:: Supplied passage ::
▼▼▼
Re: pg_amcheck contrib application

From: Mark Dilger <mark(dot)dilger(at)enterprisedb(dot)com>
To: Robert Haas <robertmhaas(at)gmail(dot)com>
Cc: Tom Lane <tgl(at)sss(dot)pgh(dot)pa(dot)us>, Noah Misch <noah(at)leadboat(dot)com>, Peter Geoghegan <pg(at)bowt(dot)ie>, Thomas Munro <thomas(dot)munro(at)gmail(dot)com>, "Andrey M(dot) Borodin" <x4mmm(at)yandex-team(dot)ru>, Stephen Frost <sfrost(at)snowman(dot)net>, Michael Paquier <michael(at)paquier(dot)xyz>, Amul Sul <sulamul(at)gmail(dot)com>, Dilip Kumar <dilipbalaut(at)gmail(dot)com>, Andres Freund <andres(at)anarazel(dot)de>, PostgreSQL-development <pgsql-hackers(at)postgresql(dot)org>
Subject: Re: pg_amcheck contrib application
Date: 2021-03-18 04:00:39
Message-ID: 4F10540A-9022-49EE-A6FC-7FE90797793E@enterprisedb.com
Views: Raw Message | Whole Thread | Download mbox | Resend email
Thread:
Lists: pgsql-hackers

> On Mar 16, 2021, at 12:52 PM, Robert Haas <robertmhaas(at)gmail(dot)com> wrote:
>
> On Mon, Mar 15, 2021 at 10:10 PM Mark Dilger
> <mark(dot)dilger(at)enterprisedb(dot)com> wrote:
>> It is unfortunate that the failing test only runs pg_amcheck after creating numerous corruptions, as we can't know if pg_amcheck would have complained about pg_statistic before the corruptions were created in other tables, or if it only does so after. The attached patch v7-0003 adds a call to pg_amcheck after all tables are created and populated, but before any corruptions are caused. This should help narrow down what is happening, and doesn't hurt to leave in place long-term.
>>
>> I don't immediately see anything wrong with how pg_statistic uses a pseudo-type, but it leads me to want to poke a bit more at pg_statistic on hornet and tern, though I don't have any regression tests specifically for doing so.
▲▲▲
:: Material supplied ::
▼▼▼
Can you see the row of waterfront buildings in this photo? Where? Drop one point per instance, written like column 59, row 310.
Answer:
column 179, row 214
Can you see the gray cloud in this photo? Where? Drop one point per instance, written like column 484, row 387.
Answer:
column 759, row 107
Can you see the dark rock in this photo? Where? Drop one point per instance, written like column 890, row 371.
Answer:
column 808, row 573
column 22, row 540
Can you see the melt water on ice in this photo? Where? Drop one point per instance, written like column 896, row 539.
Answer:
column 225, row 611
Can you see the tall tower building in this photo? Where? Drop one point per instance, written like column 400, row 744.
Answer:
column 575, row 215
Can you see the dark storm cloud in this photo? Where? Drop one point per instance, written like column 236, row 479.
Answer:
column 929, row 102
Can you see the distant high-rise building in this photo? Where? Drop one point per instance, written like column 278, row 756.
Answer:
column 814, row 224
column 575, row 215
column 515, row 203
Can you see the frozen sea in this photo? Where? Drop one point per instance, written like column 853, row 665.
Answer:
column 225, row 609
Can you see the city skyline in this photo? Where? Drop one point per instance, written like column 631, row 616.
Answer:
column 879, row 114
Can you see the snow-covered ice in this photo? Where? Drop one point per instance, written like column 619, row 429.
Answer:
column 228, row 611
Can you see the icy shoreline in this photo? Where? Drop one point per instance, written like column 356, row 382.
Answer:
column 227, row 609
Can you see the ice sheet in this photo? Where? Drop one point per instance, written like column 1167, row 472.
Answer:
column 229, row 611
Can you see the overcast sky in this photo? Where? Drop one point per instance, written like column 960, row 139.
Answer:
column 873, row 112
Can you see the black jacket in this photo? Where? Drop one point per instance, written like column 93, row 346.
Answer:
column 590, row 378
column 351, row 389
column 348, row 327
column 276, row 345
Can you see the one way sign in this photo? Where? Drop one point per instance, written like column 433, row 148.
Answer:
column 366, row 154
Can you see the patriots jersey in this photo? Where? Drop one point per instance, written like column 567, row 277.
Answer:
▲▲▲
:: Tasks ::
• A. Summarize the pg_amcheck mailing-list reply in two sentences.
• B. Pick up the pg_amcheck mailing-list reply after its last sentence and continue it.

:: In response ::
• A. In a quoted passage, Mark Dilger points out that the failing test runs pg_amcheck only after many corruptions have been created, so it cannot show whether pg_statistic would have drawn complaints earlier, and he says patch v7-0003 adds a pg_amcheck call after all tables are created and populated but before any corruption. He also says he sees nothing obviously wrong with how pg_statistic uses a pseudo-type, yet he wants to probe pg_statistic further on hornet and tern, though he has no regression tests written specifically for that.

• B.
>>
>> Tests v7-0001 and v7-0002 are just repeats of the tests posted previously.
>
> Since we now know that shutting autovacuum off makes the problem go
> away, I don't see a reason to commit 0001. We should fix pg_amcheck
> instead, if, as presently seems to be the case, that's where the
> problem is.

If you get unlucky, autovacuum will process one of the tables that the test intentionally corrupted, with bad consequences, ultimately causing build farm intermittent test failures. We could wait to see if this ever happens before fixing it, if you prefer. I'm not sure what that buys us, though.

The right approach, I think, is to extend the contrib/amcheck tests to include regressing this particular case to see if it fails. I've written that test and verified that it fails against the old code and passes against the new.

> I just committed 0002.

Thanks!

> I think 0003 is probably a good idea, but I haven't committed it yet.

It won't do anything for us in this particular case, but it might make debugging failures quicker in the future.

> As for 0004, it seems to me that we might want to do a little more
> rewording of these messages and perhaps we should try to do it all at
> once. Like, for example, your other change to print out the toast
> value ID seems like a good idea, and could apply to any new messages
> as well as some existing ones. Maybe there are also more fields in the
> TOAST pointer for which we could add checks.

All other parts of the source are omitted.